We can now write a function that uploads invidual local files to a target object container. As this function will be called in parallel in various threads we instanciate a dedicated driver inside.

In [105]:

def upload_object(local_folder, object_name, container_name=CONTAINER_NAME, skip_if_exists=True):
    driver = build_driver()  # libcloud drivers are not thread-safe
    container = get_or_create_container(driver, container_name)
    filepath = os.path.join(local_folder, object_name)
    if skip_if_exists:
        try:
            # Check the size to deal with partially uploaded files
            ob =  container.get_object(object_name)
            if ob.size == os.stat(filepath).st_size:
                return ob
        except ObjectDoesNotExistError:
            pass
    return container.upload_object(filepath, object_name,
        extra={'content_type': 'application/octet-stream'})

___

Work instructions:
A) List the parameters that the function upload_object takes in the excerpt on uploading files.
B) Write the next part of the excerpt on uploading files, following on from the upload_object function.

Supplied data:
___

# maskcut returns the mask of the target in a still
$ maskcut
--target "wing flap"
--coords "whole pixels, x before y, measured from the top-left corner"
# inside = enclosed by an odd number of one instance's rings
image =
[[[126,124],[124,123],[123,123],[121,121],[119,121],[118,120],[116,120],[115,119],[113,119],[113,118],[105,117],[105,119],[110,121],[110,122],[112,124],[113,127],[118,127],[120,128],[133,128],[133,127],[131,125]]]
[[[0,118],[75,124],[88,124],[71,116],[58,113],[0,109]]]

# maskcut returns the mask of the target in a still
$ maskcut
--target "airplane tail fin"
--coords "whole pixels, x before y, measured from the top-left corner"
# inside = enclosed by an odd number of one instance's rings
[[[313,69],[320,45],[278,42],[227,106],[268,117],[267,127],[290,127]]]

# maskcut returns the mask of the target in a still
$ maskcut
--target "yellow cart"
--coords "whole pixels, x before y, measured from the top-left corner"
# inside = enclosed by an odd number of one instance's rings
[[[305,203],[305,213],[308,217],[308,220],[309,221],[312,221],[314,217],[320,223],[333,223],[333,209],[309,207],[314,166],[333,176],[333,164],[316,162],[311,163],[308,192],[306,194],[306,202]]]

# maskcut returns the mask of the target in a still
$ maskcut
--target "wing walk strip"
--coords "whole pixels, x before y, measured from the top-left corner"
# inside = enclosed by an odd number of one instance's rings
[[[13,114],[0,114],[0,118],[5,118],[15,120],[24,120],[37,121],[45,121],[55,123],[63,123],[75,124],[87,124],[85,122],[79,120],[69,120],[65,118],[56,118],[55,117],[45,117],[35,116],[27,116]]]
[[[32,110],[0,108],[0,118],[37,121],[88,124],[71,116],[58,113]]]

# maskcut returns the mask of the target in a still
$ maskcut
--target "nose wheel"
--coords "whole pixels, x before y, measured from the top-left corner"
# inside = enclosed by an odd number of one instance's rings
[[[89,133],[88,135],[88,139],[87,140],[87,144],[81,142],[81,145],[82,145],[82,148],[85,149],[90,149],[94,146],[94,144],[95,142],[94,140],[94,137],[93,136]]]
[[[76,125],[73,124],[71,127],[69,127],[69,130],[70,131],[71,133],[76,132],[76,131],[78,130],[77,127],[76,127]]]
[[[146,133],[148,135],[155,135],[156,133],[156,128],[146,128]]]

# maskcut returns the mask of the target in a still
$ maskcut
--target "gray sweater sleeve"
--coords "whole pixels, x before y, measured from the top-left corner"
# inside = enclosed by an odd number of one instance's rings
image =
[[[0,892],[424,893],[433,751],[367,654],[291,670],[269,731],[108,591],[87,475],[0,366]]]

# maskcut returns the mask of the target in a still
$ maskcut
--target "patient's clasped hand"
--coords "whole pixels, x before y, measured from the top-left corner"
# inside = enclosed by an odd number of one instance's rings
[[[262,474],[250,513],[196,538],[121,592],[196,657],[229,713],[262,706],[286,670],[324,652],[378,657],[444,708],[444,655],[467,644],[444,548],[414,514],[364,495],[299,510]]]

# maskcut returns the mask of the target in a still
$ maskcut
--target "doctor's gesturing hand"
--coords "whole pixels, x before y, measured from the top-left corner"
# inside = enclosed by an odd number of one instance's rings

___

The responses:
A) local_folder, object_name, container_name, skip_if_exists

B)
Finally let us upload all the chunks and labels from the MNIST8M dataset in parallel to speedup the upload. As IPython does not seem to be fully compatible with gevent monkeypatching we will use Python threads to upload data in parallel:

In [106]:

n_workers = 10
filenames = os.listdir(NUMPY_DATA_FOLDER)

tic = time()
with ThreadPoolExecutor(max_workers=n_workers) as e:
    for f in filenames:
        e.submit(upload_object, local_folder, f)
print("Uploaded {} files with {} workers in {:0.3f}s".format(
      len(filenames), n_workers, time() - tic))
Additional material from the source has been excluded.